== Segment start ==

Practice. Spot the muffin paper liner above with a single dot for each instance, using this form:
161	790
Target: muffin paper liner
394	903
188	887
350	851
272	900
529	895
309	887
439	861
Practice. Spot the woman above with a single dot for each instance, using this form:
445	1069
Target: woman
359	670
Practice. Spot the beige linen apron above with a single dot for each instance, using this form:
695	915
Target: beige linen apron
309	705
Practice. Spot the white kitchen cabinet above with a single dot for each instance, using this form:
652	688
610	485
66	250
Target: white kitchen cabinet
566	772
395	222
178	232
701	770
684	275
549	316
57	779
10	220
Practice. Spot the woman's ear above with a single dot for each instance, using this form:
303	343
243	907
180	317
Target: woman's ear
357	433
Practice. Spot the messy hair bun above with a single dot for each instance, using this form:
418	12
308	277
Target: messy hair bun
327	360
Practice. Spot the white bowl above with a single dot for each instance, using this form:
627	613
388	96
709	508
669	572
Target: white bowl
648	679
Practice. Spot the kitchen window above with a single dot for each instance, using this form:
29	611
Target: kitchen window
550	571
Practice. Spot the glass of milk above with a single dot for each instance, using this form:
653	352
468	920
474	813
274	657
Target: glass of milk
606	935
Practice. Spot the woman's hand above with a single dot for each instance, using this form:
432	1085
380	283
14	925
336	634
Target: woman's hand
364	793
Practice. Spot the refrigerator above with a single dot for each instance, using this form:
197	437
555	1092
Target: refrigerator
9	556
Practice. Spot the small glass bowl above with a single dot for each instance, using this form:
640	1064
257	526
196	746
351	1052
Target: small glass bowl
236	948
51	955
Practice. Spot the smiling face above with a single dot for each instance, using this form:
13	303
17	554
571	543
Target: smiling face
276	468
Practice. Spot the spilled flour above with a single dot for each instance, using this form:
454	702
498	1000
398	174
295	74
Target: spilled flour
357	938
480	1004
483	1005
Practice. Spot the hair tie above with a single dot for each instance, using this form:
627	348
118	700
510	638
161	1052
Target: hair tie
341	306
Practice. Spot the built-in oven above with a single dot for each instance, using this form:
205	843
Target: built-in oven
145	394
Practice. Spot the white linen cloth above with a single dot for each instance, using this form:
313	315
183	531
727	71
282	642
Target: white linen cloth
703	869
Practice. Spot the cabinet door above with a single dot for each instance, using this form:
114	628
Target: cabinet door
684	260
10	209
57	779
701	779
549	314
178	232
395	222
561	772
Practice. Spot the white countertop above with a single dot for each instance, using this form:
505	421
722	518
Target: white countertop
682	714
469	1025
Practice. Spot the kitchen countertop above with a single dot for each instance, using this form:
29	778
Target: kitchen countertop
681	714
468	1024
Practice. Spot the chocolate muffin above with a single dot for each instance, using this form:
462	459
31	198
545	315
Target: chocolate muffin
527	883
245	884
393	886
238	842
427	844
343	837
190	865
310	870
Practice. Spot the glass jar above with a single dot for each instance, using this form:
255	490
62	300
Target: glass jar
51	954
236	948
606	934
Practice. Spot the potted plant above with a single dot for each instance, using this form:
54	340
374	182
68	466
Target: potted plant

== Segment end ==

What needs to be done:
Filter the entries down to the lines with the word "potted" in them, and copy those lines.

Solved problem:
Practice. Spot the potted plant above with a single dot for each instance, using this form:
Target: potted plant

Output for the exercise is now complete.